### SET EXERCISE A
From the Young'uns interview below, return the stretch from "One third of" through "history among them.", copied word for word.
### SET EXERCISE B
According to the Young'uns interview below, which songwriters other than Sean Cooney have songs on Never Forget?
### SET EXERCISE C
Turn the paragraph of the Young'uns interview that opens "The Young'uns are in as fine a voice" into a short bulleted list that keeps its main facts.
--- Start of SUPPLIED PASSAGE ---
One third of The Young’uns – alongside Sean Cooney and Michael Hughes – David Eagle last spoke to us in 2012. He shed light on the trio’s album, When Our Grandfathers Said No, as well as telling us about Hartlepool, Stu Hanna, why we shouldn’t allow him to look after whales, and – crucially – the group’s favourite sandwiches.
So when we heard about the new Young’uns album, Never Forget, we were keen to speak to him again. The record revisits some of the previous album’s themes – anti-fascism, war, rollicking sea shanties, love songs and stories inspired by local history among them.
The Young’uns are in as fine a voice as before. But the new album also features more complex instrumentation (a hearty dose of brass and a children’s choir both pop up); songs by Sydney Carter, Graeme Miles and Jez Lowe; more stunning Cooney compositions – Altar rivals Jenny Waits For Me in terms of sheer weight of emotion; and, in its final track, an audacious, Noël Coward-esque take on how five members of the English Defence League were positively engaged with over A Lovely Cup of Tea.
In the year we mark a century since the beginning of World War I, Never Forget feels as timely as it does accomplished, and as sincere as it is entertaining. Thankfully, David was willing to talk to us once again – about untold stories, dodgy reviews and biscuits…
Folk Witness: Journalists often ask you about being called The Young’uns. Did you call this album Never Forget in order to get them to ask questions about whether or not you were inspired by Take That? And, um… were you inspired by Take That?
David Eagle: I hope you won’t be too disappointed when I say that the answer to that question is no. Sorry if you were hoping for it to be otherwise and were holding out for other Take That-inspired Young’uns projects to follow, such as teaming up with Lulu (although, actually, I wouldn’t necessarily rule that idea out completely).
--- End of SUPPLIED PASSAGE ---
--- Start of GIVEN INFORMATION ---
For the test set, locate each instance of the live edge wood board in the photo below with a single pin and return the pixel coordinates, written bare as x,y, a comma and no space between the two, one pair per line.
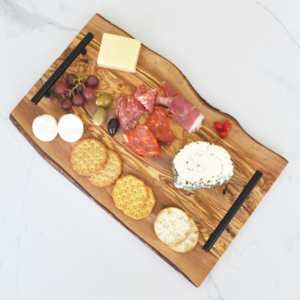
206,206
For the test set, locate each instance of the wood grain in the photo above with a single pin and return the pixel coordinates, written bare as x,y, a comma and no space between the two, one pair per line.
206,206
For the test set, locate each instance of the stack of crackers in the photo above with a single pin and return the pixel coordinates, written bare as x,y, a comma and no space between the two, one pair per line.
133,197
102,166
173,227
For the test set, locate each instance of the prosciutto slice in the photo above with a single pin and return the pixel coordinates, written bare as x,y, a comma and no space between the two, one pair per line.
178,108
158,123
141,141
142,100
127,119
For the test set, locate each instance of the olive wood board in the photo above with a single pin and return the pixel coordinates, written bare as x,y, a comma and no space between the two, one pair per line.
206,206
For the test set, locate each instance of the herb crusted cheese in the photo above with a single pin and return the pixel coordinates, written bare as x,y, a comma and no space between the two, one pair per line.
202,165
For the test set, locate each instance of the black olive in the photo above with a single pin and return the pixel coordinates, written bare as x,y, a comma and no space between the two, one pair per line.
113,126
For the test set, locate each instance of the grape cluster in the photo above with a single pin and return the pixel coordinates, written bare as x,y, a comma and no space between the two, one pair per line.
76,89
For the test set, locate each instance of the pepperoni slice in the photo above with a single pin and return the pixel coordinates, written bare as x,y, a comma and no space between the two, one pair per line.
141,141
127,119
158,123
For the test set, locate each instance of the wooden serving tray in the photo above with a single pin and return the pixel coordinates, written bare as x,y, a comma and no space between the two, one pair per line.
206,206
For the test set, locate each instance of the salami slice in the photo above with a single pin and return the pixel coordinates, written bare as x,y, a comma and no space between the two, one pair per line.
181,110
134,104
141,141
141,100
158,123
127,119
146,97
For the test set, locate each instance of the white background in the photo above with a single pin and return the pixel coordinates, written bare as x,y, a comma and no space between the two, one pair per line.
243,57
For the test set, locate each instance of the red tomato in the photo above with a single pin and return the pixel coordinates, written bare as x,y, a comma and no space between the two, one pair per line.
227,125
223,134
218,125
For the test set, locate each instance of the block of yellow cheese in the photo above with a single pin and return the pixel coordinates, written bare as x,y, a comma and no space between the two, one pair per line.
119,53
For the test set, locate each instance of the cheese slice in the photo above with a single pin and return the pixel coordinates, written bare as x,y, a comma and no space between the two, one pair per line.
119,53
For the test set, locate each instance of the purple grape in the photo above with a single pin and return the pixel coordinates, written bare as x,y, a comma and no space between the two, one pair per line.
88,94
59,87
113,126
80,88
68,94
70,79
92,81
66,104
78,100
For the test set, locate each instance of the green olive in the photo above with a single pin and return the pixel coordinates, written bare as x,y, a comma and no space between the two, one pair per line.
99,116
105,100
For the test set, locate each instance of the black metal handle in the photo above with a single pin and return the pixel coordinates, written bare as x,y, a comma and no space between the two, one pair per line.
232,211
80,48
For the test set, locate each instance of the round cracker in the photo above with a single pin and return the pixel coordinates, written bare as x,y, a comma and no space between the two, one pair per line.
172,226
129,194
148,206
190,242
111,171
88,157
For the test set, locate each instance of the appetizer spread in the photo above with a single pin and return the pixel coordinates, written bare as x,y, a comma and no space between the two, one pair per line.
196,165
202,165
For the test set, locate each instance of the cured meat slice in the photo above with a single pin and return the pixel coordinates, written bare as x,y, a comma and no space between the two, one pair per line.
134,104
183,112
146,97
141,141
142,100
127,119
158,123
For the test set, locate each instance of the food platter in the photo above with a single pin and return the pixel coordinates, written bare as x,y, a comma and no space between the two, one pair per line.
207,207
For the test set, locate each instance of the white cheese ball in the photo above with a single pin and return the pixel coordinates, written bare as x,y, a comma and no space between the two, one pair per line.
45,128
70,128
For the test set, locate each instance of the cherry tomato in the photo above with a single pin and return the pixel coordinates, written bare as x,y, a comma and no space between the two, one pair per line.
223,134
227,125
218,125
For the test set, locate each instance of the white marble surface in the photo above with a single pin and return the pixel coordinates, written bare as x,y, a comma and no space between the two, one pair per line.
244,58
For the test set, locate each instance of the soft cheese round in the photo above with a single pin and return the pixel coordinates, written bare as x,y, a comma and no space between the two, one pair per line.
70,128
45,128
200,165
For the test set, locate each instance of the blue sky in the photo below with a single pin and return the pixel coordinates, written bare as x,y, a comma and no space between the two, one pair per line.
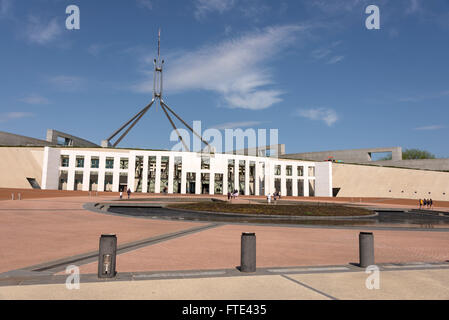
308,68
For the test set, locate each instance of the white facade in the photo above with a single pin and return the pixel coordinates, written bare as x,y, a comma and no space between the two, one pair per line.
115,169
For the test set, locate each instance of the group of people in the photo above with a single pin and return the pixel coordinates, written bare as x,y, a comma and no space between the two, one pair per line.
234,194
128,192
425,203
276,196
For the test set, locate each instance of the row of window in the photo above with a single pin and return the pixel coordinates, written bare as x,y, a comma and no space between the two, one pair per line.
--- End of GIVEN INFORMATION ---
### FULL RESPONSE A
One third of The Young’uns – alongside Sean Cooney and Michael Hughes – David Eagle last spoke to us in 2012. He shed light on the trio’s album, When Our Grandfathers Said No, as well as telling us about Hartlepool, Stu Hanna, why we shouldn’t allow him to look after whales, and – crucially – the group’s favourite sandwiches.
So when we heard about the new Young’uns album, Never Forget, we were keen to speak to him again. The record revisits some of the previous album’s themes – anti-fascism, war, rollicking sea shanties, love songs and stories inspired by local history among them.

### FULL RESPONSE B
Sydney Carter, Graeme Miles and Jez Lowe.

### FULL RESPONSE C
- The Young'uns sing as well as before.
- The new album has more complex instrumentation, including brass and a children's choir.
- It features songs by Sydney Carter, Graeme Miles and Jez Lowe.
- It has more Cooney compositions, with Altar rivaling Jenny Waits For Me in emotional weight.
- The final track, A Lovely Cup of Tea, is a Noël Coward-esque take on five English Defence League members being positively engaged with.